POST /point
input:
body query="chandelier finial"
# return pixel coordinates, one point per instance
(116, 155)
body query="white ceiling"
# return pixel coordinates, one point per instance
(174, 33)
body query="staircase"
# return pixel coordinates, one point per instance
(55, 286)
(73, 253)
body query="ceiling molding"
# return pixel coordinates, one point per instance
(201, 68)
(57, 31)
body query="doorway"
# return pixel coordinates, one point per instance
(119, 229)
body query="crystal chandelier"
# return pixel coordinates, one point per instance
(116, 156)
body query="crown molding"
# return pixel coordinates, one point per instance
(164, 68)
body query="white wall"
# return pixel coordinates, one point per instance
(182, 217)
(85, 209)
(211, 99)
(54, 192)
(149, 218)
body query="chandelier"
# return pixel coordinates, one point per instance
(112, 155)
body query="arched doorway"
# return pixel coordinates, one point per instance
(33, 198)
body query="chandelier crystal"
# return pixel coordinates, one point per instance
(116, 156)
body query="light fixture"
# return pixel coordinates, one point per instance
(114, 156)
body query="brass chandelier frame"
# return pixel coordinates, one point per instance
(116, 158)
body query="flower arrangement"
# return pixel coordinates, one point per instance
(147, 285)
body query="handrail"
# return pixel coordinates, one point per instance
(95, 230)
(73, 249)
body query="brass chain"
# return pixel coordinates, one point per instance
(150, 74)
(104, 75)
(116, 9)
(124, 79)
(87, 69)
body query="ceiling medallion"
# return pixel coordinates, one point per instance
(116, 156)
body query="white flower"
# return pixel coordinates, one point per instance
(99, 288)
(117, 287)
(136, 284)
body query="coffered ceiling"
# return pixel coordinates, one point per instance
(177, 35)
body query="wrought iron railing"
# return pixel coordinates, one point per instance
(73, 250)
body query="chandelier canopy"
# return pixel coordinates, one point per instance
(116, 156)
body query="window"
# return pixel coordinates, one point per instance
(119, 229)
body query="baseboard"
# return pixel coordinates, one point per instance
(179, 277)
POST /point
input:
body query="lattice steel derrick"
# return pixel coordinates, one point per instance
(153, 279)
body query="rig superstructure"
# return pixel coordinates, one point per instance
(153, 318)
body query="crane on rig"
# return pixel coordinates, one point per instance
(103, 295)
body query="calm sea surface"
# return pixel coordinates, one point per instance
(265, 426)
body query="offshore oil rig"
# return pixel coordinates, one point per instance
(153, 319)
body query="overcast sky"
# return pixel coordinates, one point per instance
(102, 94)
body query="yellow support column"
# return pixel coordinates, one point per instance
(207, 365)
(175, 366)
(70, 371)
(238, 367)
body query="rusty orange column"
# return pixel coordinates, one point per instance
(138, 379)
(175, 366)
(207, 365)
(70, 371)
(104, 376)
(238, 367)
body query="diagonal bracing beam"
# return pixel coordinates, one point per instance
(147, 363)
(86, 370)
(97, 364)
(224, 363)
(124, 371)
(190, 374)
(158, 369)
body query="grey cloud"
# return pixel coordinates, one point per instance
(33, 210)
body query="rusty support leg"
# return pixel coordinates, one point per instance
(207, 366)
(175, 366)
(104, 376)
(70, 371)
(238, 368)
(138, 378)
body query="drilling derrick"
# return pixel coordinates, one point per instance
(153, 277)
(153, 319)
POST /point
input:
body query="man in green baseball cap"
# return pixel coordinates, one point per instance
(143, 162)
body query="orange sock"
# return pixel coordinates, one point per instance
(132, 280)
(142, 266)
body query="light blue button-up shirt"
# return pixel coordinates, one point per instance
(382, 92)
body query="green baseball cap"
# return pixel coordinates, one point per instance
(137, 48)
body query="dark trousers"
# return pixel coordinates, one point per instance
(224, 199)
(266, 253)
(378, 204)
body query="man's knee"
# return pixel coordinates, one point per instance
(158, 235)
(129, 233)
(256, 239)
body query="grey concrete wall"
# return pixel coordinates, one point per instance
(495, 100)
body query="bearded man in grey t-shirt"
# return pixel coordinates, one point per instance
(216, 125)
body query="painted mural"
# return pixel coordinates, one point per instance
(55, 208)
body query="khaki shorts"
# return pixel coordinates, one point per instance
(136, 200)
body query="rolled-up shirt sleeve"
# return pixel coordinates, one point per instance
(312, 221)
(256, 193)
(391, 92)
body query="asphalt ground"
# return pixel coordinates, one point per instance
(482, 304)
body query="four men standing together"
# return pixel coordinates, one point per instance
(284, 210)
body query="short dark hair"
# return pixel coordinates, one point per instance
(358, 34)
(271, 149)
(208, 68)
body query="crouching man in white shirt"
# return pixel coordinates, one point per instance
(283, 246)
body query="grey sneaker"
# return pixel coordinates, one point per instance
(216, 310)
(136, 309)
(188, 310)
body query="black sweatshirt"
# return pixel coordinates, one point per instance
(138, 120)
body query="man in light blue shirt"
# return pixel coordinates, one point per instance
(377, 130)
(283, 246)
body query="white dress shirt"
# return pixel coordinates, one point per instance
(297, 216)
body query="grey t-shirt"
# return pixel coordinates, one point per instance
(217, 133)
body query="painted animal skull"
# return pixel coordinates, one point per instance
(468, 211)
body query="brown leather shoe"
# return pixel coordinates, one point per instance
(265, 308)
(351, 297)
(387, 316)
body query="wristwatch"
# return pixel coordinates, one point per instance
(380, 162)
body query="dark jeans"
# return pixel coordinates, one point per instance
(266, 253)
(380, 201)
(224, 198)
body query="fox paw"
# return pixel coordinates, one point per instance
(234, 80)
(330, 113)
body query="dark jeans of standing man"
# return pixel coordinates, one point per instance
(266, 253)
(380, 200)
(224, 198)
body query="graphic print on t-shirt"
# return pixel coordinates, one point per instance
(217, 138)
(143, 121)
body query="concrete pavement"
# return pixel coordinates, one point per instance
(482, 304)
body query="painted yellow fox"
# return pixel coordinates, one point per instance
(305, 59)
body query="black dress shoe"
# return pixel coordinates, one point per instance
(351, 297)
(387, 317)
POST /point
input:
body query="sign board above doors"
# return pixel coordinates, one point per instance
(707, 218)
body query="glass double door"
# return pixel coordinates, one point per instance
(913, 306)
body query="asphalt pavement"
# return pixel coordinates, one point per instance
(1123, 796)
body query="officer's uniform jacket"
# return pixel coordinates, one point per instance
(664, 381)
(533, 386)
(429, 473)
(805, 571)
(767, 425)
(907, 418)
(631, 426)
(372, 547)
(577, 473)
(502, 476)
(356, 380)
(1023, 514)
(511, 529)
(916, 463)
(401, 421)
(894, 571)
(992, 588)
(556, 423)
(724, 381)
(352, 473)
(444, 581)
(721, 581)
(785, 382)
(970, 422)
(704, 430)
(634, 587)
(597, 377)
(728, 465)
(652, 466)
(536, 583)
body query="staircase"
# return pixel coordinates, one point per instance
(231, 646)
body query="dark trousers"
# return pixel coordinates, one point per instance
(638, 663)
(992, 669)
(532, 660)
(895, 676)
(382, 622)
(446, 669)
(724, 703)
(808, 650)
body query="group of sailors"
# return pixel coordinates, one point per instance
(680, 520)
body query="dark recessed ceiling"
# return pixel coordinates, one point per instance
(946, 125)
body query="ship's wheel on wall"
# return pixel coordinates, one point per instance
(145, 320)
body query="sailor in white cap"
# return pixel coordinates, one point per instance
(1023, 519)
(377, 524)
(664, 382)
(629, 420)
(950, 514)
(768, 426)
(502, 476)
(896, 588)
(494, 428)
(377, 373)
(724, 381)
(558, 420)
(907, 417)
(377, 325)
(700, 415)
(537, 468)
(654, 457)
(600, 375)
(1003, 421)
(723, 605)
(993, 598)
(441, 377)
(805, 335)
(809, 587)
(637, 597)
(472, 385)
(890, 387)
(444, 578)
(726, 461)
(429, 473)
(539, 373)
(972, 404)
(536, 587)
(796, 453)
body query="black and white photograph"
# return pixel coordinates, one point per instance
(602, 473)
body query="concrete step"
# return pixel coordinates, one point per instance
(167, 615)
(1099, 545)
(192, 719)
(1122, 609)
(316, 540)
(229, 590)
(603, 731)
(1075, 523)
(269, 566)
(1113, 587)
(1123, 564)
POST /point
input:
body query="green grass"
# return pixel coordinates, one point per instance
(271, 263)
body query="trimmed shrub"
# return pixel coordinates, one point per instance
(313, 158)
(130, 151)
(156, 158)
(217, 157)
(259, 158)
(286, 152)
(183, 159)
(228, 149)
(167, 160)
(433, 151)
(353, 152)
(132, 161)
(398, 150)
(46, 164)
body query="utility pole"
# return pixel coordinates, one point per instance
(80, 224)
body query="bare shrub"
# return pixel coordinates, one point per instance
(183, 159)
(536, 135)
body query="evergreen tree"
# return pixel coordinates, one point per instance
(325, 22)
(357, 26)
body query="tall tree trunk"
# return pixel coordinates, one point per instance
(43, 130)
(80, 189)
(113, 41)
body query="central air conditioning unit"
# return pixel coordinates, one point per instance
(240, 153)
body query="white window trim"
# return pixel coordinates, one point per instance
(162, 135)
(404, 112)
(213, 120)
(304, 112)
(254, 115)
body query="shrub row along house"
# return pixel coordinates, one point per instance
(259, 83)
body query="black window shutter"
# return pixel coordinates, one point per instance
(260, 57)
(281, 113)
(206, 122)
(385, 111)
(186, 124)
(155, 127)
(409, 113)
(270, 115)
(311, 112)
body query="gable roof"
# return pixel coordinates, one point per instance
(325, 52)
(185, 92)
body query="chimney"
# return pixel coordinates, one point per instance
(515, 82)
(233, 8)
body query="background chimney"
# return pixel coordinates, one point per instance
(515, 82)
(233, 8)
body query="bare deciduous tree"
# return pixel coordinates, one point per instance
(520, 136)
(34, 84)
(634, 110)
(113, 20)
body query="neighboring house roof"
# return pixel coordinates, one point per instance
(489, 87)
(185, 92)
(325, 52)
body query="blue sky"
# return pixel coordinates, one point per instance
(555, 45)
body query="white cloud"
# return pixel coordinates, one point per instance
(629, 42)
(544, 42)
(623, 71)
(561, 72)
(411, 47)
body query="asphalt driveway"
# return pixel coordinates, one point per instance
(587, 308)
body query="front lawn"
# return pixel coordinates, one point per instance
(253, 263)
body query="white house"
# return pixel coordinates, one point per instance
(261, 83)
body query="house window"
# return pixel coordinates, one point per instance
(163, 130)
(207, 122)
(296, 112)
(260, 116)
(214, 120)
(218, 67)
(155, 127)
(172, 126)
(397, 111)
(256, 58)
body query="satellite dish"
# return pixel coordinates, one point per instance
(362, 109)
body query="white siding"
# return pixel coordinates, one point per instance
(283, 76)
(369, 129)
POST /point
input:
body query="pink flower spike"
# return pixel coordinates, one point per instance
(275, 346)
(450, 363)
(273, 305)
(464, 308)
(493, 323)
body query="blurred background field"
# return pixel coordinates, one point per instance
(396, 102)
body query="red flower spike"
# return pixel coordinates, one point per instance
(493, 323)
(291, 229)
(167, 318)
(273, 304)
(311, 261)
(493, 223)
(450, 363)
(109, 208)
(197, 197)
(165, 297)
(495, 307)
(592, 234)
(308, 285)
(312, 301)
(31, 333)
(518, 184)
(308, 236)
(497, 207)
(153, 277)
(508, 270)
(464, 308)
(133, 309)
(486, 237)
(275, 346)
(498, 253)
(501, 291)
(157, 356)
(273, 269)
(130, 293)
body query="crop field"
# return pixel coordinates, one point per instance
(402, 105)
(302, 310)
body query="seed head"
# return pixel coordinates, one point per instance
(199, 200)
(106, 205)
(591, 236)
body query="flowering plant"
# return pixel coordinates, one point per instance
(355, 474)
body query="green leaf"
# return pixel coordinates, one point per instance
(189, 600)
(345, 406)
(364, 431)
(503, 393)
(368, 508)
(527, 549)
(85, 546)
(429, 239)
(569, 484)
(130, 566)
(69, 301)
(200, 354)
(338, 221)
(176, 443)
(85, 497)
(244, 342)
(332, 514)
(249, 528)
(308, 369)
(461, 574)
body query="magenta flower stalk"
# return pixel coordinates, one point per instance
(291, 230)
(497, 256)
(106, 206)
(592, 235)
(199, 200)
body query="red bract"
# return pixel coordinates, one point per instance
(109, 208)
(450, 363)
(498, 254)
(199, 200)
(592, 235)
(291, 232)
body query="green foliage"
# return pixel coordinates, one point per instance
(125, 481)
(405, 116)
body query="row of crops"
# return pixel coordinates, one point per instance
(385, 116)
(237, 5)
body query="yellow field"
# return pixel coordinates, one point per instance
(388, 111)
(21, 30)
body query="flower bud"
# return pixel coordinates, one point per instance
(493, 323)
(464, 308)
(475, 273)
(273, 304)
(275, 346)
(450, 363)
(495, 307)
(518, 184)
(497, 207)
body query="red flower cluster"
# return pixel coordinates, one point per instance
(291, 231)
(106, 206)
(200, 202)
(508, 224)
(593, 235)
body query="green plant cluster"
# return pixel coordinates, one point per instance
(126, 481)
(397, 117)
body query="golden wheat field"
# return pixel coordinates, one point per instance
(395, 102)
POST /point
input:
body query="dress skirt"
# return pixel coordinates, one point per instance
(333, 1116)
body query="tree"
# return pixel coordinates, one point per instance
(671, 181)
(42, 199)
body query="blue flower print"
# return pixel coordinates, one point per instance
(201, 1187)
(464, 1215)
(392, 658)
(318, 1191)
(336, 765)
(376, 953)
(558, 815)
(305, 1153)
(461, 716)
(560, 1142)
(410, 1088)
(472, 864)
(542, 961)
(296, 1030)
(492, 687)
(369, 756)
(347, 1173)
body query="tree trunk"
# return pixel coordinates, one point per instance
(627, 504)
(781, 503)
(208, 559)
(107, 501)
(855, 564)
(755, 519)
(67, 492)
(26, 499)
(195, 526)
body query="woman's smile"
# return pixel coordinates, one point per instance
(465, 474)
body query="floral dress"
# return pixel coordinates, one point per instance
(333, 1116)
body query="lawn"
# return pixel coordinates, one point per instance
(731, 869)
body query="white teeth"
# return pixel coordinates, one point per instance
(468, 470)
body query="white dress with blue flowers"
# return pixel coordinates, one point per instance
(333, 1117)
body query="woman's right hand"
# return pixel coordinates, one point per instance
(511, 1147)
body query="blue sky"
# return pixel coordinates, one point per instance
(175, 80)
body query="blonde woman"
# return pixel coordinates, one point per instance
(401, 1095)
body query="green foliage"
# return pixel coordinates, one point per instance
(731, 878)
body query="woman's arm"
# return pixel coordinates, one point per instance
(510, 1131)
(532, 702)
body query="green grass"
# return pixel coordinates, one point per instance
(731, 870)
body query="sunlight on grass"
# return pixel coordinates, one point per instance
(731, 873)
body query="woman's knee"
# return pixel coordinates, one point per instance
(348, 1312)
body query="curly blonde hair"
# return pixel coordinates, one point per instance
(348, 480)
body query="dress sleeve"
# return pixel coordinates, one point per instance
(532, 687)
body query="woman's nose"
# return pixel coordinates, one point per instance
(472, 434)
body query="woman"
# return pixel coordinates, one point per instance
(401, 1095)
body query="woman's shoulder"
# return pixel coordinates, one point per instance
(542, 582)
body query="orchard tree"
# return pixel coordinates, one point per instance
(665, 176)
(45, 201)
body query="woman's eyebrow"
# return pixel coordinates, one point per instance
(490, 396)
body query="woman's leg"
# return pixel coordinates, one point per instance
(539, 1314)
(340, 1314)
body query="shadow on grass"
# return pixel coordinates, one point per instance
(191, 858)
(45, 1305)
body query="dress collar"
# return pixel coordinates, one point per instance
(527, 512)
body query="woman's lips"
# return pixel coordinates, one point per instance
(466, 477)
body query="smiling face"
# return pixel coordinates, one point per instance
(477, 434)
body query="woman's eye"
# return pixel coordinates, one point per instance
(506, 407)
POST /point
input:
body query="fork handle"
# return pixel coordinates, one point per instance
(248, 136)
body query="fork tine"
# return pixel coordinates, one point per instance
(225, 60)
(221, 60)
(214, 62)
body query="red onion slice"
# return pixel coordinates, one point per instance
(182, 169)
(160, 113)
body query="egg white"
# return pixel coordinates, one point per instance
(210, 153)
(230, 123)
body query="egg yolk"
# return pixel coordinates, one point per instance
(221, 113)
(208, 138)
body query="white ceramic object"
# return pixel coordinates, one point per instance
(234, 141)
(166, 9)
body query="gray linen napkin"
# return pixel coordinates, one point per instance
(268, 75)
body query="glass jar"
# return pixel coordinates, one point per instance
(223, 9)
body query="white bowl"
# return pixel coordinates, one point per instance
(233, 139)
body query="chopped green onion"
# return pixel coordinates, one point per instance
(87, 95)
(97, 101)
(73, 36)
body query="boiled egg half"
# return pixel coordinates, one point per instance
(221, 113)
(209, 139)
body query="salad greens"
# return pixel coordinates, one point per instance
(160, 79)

━━━━━━━━━━

» **PROMPT**: Your task is to show every line of the listing above containing "tree".

» **YOUR SOLUTION**:
body query="evergreen tree"
body query="tall tree trunk"
body query="bare deciduous tree"
body query="tree"
body query="tree trunk"
body query="orchard tree"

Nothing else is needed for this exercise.